►

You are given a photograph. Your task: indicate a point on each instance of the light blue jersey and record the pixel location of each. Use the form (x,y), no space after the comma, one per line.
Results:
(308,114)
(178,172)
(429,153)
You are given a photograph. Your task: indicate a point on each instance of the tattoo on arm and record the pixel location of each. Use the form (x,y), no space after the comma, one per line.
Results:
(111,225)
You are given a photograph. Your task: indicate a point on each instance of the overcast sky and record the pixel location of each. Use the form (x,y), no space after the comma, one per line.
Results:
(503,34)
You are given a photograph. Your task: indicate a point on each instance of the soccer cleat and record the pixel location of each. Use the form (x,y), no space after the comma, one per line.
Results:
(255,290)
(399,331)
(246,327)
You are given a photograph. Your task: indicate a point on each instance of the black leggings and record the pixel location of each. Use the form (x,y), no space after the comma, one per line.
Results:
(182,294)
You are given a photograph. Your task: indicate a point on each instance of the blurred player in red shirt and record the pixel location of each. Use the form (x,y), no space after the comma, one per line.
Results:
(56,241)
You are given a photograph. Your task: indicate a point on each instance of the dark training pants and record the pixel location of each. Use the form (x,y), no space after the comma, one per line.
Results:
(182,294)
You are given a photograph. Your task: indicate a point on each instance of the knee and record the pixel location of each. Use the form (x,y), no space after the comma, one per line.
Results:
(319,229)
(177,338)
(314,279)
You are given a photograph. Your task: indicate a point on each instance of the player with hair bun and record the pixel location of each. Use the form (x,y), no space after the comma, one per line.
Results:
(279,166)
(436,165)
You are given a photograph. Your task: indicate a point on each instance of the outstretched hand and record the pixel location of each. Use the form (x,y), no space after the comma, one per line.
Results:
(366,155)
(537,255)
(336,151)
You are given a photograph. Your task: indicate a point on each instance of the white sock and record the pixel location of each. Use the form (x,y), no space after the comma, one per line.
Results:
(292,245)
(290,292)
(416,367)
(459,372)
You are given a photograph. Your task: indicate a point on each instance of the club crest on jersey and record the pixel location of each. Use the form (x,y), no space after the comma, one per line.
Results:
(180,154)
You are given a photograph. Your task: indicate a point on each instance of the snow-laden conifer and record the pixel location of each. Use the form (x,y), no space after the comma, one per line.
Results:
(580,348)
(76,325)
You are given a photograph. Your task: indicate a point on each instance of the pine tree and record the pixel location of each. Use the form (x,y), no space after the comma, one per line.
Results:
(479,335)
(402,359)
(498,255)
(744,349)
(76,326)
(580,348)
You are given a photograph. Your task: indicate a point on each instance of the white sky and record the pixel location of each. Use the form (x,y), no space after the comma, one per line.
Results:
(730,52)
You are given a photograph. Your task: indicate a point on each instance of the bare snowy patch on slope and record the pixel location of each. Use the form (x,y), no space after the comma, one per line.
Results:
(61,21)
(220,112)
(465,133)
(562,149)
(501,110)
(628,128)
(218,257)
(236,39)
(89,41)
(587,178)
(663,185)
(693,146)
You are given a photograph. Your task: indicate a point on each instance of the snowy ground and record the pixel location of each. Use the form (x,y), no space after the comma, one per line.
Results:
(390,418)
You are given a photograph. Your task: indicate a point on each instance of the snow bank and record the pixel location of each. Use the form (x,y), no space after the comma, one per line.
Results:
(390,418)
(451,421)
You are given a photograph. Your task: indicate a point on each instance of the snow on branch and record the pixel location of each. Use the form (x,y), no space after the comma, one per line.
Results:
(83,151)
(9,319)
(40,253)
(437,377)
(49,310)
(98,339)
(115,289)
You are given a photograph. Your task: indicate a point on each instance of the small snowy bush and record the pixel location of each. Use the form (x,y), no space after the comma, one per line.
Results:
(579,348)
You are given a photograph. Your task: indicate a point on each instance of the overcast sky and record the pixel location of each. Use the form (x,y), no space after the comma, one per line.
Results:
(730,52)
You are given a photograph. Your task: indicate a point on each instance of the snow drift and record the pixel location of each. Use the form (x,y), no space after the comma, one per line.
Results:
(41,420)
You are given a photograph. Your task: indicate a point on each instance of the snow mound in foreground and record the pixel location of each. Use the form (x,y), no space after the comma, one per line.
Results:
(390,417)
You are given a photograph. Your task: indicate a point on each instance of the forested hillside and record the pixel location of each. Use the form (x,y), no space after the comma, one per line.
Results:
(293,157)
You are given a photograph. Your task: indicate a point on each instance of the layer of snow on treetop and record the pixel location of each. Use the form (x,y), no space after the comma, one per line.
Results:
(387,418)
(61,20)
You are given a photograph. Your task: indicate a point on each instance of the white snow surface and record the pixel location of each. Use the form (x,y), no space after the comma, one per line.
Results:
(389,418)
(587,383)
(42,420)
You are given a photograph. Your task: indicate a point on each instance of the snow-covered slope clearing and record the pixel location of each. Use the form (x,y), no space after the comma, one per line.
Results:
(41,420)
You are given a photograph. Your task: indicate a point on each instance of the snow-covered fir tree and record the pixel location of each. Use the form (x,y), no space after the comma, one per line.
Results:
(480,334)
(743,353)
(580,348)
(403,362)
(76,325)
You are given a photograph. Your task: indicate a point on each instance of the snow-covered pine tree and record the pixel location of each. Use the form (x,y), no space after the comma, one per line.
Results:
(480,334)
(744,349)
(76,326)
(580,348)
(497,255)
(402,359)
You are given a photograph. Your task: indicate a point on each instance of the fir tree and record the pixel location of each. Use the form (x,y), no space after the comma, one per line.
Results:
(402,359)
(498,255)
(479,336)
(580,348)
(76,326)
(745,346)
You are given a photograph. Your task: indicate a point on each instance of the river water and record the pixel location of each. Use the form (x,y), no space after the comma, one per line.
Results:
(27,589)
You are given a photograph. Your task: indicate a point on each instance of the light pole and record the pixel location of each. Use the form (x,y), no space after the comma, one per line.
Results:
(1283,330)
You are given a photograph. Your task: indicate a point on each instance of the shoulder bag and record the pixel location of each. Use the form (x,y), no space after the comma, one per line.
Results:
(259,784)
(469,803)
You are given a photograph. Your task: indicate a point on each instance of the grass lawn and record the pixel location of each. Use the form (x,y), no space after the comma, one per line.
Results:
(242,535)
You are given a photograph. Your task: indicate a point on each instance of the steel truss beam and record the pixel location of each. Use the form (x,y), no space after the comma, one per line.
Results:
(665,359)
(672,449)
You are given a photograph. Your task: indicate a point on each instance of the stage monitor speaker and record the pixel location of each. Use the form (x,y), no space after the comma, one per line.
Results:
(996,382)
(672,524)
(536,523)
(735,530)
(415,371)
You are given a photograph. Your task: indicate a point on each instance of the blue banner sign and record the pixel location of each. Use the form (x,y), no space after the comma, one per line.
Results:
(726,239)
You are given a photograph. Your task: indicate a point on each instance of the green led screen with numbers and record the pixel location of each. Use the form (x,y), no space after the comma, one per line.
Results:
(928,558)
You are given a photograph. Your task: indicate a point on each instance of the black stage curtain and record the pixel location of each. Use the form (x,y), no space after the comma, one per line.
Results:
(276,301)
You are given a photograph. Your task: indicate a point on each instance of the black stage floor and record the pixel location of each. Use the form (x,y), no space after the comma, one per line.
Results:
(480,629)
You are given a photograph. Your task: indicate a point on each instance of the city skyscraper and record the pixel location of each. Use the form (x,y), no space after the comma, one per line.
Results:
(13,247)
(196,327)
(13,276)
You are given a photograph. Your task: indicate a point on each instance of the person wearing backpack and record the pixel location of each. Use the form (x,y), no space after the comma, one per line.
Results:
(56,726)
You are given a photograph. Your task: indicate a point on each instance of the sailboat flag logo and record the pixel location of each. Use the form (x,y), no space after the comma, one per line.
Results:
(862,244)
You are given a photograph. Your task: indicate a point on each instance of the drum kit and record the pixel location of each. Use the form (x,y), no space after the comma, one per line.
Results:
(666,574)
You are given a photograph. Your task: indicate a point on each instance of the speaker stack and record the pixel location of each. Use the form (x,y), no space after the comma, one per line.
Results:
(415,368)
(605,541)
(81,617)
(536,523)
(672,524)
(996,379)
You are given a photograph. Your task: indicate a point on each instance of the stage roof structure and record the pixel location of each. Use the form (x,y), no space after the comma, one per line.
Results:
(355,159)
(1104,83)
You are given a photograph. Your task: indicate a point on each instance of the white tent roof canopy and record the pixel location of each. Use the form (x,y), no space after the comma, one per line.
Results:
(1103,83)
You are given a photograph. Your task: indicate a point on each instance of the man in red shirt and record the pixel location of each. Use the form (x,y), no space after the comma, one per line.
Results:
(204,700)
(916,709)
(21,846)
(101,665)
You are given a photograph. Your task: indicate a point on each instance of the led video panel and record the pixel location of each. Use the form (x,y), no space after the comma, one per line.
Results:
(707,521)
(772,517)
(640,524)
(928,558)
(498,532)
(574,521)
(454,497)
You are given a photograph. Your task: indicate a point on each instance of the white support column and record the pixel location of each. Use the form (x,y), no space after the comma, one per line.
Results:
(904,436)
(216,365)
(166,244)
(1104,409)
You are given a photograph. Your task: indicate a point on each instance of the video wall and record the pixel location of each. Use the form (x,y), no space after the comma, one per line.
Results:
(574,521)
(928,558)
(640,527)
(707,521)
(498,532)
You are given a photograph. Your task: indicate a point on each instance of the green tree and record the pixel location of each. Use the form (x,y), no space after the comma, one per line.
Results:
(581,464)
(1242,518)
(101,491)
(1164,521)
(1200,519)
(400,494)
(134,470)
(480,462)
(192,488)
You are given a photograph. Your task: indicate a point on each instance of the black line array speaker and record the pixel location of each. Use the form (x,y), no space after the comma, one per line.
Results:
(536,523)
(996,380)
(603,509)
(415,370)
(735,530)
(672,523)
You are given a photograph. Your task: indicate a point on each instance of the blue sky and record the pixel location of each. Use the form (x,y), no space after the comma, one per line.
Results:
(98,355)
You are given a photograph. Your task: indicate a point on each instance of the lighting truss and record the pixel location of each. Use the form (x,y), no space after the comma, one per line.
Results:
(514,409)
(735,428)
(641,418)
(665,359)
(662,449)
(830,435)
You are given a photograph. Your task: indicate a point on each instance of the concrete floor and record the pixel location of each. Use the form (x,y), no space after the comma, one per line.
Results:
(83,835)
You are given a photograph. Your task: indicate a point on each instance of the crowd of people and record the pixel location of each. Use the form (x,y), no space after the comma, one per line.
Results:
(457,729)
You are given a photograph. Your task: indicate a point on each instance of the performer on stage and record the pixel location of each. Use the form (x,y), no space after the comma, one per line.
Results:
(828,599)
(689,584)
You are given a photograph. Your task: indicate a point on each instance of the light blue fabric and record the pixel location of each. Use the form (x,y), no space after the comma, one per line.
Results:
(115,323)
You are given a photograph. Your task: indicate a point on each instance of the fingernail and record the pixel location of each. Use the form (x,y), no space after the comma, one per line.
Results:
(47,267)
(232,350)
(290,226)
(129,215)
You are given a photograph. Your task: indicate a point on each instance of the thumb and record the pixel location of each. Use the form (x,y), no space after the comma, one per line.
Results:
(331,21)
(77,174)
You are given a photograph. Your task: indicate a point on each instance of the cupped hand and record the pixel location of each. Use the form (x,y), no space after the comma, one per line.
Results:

◄

• WHAT THE EXERCISE ASKS
Please copy out again, word for word, every line from the one with "of the thumb" up to and including the final line of the items.

• SOLUTION BELOW
You are given a photograph. Your task: indicate a point on each instance of the thumb and record the pixel location of each. Use the form (x,y), no space after the comma, one per line.
Results:
(331,21)
(77,174)
You are given a photograph. Your task: indicate a point on each instance of the cupped hand and record the pixel location of each. Use the form (x,y), no space after the comma, one per line.
Results:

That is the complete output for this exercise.